* _EXCERPTED PASSAGE_:
+++
Right, it seems sensible to not make this allocation include the 
device-locality requirement, so can leave as is. However modifying to 
use kvzalloc() would seem ok.

>

>>       if (!pages)

>>           return NULL;

>>   @@ -483,8 +480,10 @@ static struct page

>> **__iommu_dma_alloc_pages(unsigned int count,

>>               unsigned int order = __fls(order_mask);

>>                 order_size = 1U << order;

>> -            page = alloc_pages((order_mask - order_size) ?

>> -                       gfp | __GFP_NORETRY : gfp, order);

>> +            page = alloc_pages_node(nid,

>> +                        (order_mask - order_size) ?

>> +                        gfp | __GFP_NORETRY : gfp,

>> +                        order);

>

> If we're touching this, can we sort out that horrendous ternary? FWIW I

> found I have a local version of the original patch which I tweaked at

> the time, and apparently I reworked this hunk as below, which does seem

> somewhat nicer for the same diffstat.

>

> Robin.
+++
* _YOUR TASKS_:
A. In the IOMMU patch discussion, set down the part that begins at the words "Right, it seems" and stops after the words "would seem ok.", keeping it word for word.
B. Take the IOMMU patch discussion further, picking up right after its last line.
The items after the IOMMU patch discussion are separate material.
+++
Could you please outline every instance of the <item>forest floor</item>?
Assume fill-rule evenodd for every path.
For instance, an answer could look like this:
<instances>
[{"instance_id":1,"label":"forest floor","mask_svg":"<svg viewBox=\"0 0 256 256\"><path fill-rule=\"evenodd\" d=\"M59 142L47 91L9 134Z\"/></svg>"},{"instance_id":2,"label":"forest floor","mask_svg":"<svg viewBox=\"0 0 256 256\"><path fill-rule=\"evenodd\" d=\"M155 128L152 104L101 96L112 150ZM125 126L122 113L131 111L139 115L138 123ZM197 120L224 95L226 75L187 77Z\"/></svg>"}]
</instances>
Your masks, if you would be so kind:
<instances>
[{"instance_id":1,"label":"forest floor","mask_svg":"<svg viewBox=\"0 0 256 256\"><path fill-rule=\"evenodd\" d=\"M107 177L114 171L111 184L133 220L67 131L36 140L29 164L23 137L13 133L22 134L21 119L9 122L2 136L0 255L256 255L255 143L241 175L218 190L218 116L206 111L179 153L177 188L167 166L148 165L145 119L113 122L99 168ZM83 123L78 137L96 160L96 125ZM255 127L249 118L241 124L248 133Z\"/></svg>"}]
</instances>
+++
* _OUTPUTS BY TASK_:
A.
Right, it seems sensible to not make this allocation include the 
device-locality requirement, so can leave as is. However modifying to 
use kvzalloc() would seem ok.

B.
>

>

> @@ -446,10 +443,12 @@ static struct page

> **__iommu_dma_alloc_pages(unsigned int count,

>                 for (order_mask &= (2U << __fls(count)) - 1;

>                      order_mask; order_mask &= ~order_size) {

>                         unsigned int order = __fls(order_mask);

> +                       gfp_t alloc_flags = gfp;

>

>                         order_size = 1U << order;

> -                       page = alloc_pages((order_mask - order_size) ?

> -                                          gfp | __GFP_NORETRY : gfp,

> order);

> +                       if (order_size < order_mask)

> +                               alloc_flags |= __GFP_NORETRY;


Sure, this can be included

> +                       page = alloc_pages_node(nid, alloc_flags, order);

>                         if (!page)

>                                 continue;

>                         if (!order)

>

> .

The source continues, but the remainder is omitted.